Records for processing:
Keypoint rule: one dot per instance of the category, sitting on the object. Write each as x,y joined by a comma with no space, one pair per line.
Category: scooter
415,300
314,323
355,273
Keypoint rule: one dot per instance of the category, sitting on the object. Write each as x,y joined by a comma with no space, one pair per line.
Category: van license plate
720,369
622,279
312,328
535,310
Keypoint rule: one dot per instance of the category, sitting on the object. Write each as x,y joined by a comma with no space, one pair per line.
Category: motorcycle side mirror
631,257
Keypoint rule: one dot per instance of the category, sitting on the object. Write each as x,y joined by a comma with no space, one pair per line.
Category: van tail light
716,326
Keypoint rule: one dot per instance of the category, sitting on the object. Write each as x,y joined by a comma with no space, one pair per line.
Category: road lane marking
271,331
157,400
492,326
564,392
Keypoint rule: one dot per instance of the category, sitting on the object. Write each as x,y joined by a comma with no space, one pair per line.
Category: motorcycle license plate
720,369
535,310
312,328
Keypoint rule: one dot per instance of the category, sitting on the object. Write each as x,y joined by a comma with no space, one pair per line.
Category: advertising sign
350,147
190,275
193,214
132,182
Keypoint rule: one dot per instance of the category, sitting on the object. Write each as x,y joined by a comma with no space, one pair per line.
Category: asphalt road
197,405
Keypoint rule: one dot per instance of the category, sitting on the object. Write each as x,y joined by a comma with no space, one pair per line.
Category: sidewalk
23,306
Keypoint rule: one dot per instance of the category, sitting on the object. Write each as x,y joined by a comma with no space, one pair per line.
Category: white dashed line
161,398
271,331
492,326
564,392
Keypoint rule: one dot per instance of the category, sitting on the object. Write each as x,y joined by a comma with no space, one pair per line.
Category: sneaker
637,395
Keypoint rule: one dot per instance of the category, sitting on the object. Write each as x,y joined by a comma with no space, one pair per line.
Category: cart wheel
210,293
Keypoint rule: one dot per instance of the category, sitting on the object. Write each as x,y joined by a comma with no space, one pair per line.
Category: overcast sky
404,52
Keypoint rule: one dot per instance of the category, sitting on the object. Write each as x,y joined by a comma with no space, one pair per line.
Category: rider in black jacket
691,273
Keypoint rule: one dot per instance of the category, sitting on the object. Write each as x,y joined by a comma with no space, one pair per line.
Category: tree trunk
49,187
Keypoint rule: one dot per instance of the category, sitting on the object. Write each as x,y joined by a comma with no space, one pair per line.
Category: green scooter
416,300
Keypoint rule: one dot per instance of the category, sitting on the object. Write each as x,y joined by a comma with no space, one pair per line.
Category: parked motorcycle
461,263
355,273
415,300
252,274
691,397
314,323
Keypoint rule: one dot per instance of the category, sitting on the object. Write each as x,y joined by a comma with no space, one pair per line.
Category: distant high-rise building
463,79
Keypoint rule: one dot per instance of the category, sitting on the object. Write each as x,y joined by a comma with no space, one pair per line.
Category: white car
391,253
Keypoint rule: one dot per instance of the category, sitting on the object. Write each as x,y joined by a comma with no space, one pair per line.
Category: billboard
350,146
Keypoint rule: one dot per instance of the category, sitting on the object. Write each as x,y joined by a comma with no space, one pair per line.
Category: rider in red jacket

Problem description: Would you output every line of the listing exactly?

Response for this exercise:
Keypoint rule: one dot per instance of the category, sitting on the object. Write each as x,y joined by a comma with no space, one pair per line.
Category: scooter
415,300
314,323
355,273
Keypoint rule: one dot per instance of the category, sitting on the object. Write each as x,y joined by a comma with no space, one pair per line.
Category: van license plate
720,369
622,279
312,328
535,310
Keypoint rule: one dot per instance of the category, sitting on the object. Write each as x,y joined by a comma with no space, one pair per line.
Category: motorcycle side mirror
631,257
Keypoint rule: one dot per instance of the category, sitting on the object. Write each as x,y joined by a comma with no space, one pair per line.
Category: van tail light
716,326
Keypoint rule: one dot per instance of the category, sitting on the object. Write each as x,y joined by a comma with no space, one pair per line.
Category: road lane marking
271,331
157,400
492,326
564,392
Keypoint rule: one dot per instance of the category, sitting on the object. Write each as x,y joined by a comma with no space, one pair per line.
Category: motorcycle license plate
720,369
535,310
312,328
Keypoint rule: one dot per instance of the category, sitting on the object. Write each as x,y joined by a comma with no space, one pair per line.
Category: advertising sign
350,147
190,275
193,214
132,182
Keypoint rule: one dot per instance of the category, sitting on the object. Write each as x,y joined by a comma with no space, one pair per line.
Category: asphalt road
197,405
Keypoint rule: one dot per instance of the category, sitting on the object. Write each as x,y joined by a comma with no space, one pair per line.
Category: sidewalk
23,306
Keypoint rule: one dot per instance of the category, sitting on the object. Write each as x,y joined by a comma with no space, one pair per line.
Category: white dashed line
161,398
271,331
492,326
564,392
Keypoint rule: one dot per instance of the category, sitting on the object. Write each as x,y joined by a comma with no space, one pair per line.
Category: sneaker
637,395
Keypoint rule: one dot per instance of the category, sitting on the object. Write each as x,y joined by a comma with no space, one pair per line.
Category: cart wheel
210,293
Keypoint rule: one dot per instance of the category, sitting on the object. Write each as x,y joined by a comma with no space, one pair per line.
Category: overcast sky
404,52
Keypoint rule: one dot per instance of the category, sitting on the object. Write each as x,y joined by a comma with no space, one pair per line.
Category: rider in black jacket
691,273
Keypoint rule: one dot per instance of the category, sitting on the object. Write each as x,y joined by a comma with no space, one pair per line.
Category: tree trunk
49,187
Keypoint rule: one dot per instance of the category, sitting on the object. Write each as x,y joined by a comma with no space, one pair per line.
Category: green scooter
416,300
Keypoint rule: one dot per instance of the category, sitting on the object. Write each as x,y joined by a comma with no space, one pair per line.
Category: parked motorcycle
461,263
355,273
415,300
252,274
691,397
314,323
Keypoint rule: one dot per instance of the category, sitting on the object. Write each as x,y joined by a comma with no space, one pair per line.
Category: distant high-rise building
463,79
Keypoint rule: one dot per instance of the category, sitting on the object. Write each as x,y joined by a comma with no space, one pair per line.
Category: white car
391,253
Keypoint rule: one dot per instance of the category, sitting on the object. Write each as x,y joined by a comma with no space, one pair per line.
Category: billboard
350,146
Keypoint rule: one dot per instance of the category, sitting on the object. Write each as x,y joined by a comma with no space, one pair per line.
Category: rider in red jacket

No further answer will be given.